►

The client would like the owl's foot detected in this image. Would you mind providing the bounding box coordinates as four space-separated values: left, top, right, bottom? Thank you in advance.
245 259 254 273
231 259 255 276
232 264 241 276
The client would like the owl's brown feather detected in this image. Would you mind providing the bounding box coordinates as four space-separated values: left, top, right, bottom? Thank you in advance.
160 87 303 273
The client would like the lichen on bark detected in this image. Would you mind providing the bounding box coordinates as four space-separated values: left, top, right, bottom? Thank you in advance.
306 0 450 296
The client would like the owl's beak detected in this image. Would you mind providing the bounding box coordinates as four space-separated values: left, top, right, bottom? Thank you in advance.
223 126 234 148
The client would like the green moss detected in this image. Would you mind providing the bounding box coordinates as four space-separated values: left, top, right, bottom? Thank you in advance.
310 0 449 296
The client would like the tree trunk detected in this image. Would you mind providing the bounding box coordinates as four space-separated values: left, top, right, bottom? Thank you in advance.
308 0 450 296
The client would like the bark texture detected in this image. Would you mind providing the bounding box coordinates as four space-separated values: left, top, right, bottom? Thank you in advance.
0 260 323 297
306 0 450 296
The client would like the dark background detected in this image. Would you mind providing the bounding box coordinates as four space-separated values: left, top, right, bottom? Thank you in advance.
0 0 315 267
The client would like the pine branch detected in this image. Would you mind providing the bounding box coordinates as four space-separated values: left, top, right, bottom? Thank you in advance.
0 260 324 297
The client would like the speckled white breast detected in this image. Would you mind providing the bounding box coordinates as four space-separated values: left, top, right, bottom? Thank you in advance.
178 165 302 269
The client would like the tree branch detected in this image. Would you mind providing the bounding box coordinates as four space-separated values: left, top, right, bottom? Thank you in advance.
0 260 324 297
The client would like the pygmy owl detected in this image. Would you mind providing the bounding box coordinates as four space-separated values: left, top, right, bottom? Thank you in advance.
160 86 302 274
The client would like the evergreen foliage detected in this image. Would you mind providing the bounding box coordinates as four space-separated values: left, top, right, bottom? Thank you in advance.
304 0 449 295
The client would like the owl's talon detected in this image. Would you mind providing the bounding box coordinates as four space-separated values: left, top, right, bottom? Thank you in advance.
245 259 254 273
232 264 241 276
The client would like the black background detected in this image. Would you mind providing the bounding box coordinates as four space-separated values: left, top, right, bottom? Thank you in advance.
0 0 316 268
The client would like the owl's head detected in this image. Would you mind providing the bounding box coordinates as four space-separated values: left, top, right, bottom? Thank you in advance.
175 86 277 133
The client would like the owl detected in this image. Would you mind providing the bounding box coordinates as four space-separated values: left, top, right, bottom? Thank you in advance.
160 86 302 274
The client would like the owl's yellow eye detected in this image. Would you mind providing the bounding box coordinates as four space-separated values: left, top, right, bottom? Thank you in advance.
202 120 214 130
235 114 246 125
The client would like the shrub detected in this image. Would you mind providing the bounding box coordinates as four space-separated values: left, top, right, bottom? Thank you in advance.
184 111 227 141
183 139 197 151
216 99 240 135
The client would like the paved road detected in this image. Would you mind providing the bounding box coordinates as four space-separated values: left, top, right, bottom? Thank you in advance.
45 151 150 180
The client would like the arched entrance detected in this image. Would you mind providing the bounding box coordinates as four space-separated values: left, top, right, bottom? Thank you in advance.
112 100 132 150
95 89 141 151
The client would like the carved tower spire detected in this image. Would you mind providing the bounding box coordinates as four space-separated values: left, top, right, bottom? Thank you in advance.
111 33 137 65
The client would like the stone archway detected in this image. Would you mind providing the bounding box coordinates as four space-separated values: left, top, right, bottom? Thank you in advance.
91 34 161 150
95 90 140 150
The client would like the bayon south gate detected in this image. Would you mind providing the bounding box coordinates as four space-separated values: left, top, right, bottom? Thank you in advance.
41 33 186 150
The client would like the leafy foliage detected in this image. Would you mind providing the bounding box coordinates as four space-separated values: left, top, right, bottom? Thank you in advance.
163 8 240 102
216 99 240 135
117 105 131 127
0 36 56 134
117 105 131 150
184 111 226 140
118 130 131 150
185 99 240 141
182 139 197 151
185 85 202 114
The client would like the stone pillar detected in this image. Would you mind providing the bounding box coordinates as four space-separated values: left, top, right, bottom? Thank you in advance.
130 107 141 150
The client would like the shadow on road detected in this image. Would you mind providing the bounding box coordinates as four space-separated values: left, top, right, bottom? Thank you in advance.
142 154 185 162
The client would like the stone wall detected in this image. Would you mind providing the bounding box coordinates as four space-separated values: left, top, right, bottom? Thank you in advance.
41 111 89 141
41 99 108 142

◄

Word for word, restate the whole of the material above.

→ EXERCISE ANSWER:
The client would like the owl's foot detected in this image. Would you mind providing the bounding box coordinates as four space-separated values: left, top, right, bottom? Thank you in advance.
245 259 254 273
231 259 255 276
232 264 241 276
The client would like the owl's brown feather detected in this image. Would you mind providing the bounding box coordinates as four space-separated values: left, top, right, bottom? Thank you in advance.
160 87 303 273
The client would like the lichen on bark detected in this image. Would you mind providing the bounding box coordinates as four space-separated values: left, top, right, bottom? Thank you in advance.
306 0 450 296
The client would like the owl's beak detected in this image. Would you mind providing the bounding box coordinates as four space-separated values: left, top, right, bottom? Thank you in advance.
223 126 234 148
The client would like the green moss detected in this image. Would you mind providing the bounding box coordinates as four space-separated values: left, top, right, bottom? Thank you in advance.
310 0 449 296
The client would like the tree trunk detected in this image. Would you mind providing the bounding box coordinates as four space-separated values: left, top, right, bottom? Thank you in advance.
308 0 450 296
The client would like the bark texture detected in this image. Would you mind providing the bounding box coordinates as four space-separated values: left, top, right, bottom? Thank you in advance.
0 260 323 297
306 0 450 296
The client would like the dark background detected in this image. Would you mind providing the bounding box coordinates as four space-separated values: left, top, right, bottom? Thank you in advance.
0 0 315 267
The client would like the pine branch detected in this image. Would you mind providing the bounding box coordinates as four space-separated values: left, top, right, bottom? Thank you in advance.
0 260 324 297
The client would like the speckled white breast detected in this image. Would you mind providing the bounding box coordinates as four space-separated values: left, top, right, bottom? Thank you in advance.
178 165 302 269
The client would like the tree branch detected in this image. Would you mind providing the bounding box coordinates as four space-separated values: left, top, right, bottom? Thank you in advance.
0 260 324 297
The client would like the pygmy owl detected in this image. Would you mind providing the bounding box coordinates as four space-separated values: left, top, right, bottom? Thank you in advance.
160 86 302 274
The client would like the evergreen foliage detected in this image. Would you mind providing the bounding box coordinates as four space-separated values: left, top, right, bottom? Thank you in advance.
304 0 449 295
The client would like the owl's talon detected in this image. Would you mind providing the bounding box coordinates as four space-separated values: left, top, right, bottom? Thank you in advance.
245 259 254 273
232 264 241 276
The client would like the black background detected in this image. Would you mind providing the bounding box coordinates as four space-separated values: left, top, right, bottom? Thank you in advance.
0 0 316 268
The client would like the owl's head detected in this image. Would you mind providing the bounding box coordinates as four space-separated values: left, top, right, bottom? Thank you in advance.
175 86 277 133
The client would like the owl detected in this image. Would you mind providing the bounding box coordinates as four space-separated values: left, top, right, bottom? Thank you in advance.
160 86 302 274
The client would like the owl's yellow eye detected in this image. Would you mind providing the bounding box coordinates as four space-separated values: left, top, right, bottom? Thank you in advance.
202 120 214 130
235 114 246 125
The client would like the shrub detected in this image. Would you mind providing the bounding box coordinates as four space-separated values: left, top, right, bottom? Thank you in advance.
184 111 227 141
183 139 197 151
216 99 240 135
The client would like the paved road detected in this image. Would you mind providing the bounding box coordinates as four space-separated values: left, top, right, bottom? Thank you in advance.
45 151 150 180
The client would like the arched entrance detected in this image. Would you mind providing the bounding box coordinates as four space-separated values: left, top, right, bottom? Thank you in advance.
112 100 132 150
95 89 141 151
The client would like the carved tower spire detected in this image. Would you mind providing the bounding box coordinates as four space-separated values: left, top, right, bottom? Thank you in advance.
111 33 137 65
The client would like the stone archway detected in this image. Would you mind providing the bounding box coordinates as four space-separated values: left, top, right, bottom? Thank you in advance.
91 34 161 150
95 90 140 150
The client would like the bayon south gate detected in this image. Would you mind providing the bounding box coordinates as four space-separated values: left, top, right, bottom? Thank you in advance.
41 33 186 150
The client would like the leafy foliage detected in this image. Would you mind providing the bounding box coordinates as four space-separated values: left, top, right, bottom? Thank you in advance.
163 8 240 102
216 99 240 135
117 105 131 127
0 36 56 134
117 105 131 150
184 111 226 140
118 130 131 150
185 99 240 141
182 139 197 151
185 85 202 114
The client would like the stone pillar detected in this image. Would you mind providing the bounding box coordinates as four space-separated values: left, top, right, bottom? Thank you in advance.
130 107 141 150
The client would like the shadow on road detected in this image. Would you mind providing the bounding box coordinates as four space-separated values: left, top, right, bottom? Thank you in advance.
142 154 185 162
The client would like the stone wall detected in this image. Would you mind providing the bounding box coordinates as four space-separated values: left, top, right, bottom? Thank you in advance.
41 111 89 141
41 99 108 142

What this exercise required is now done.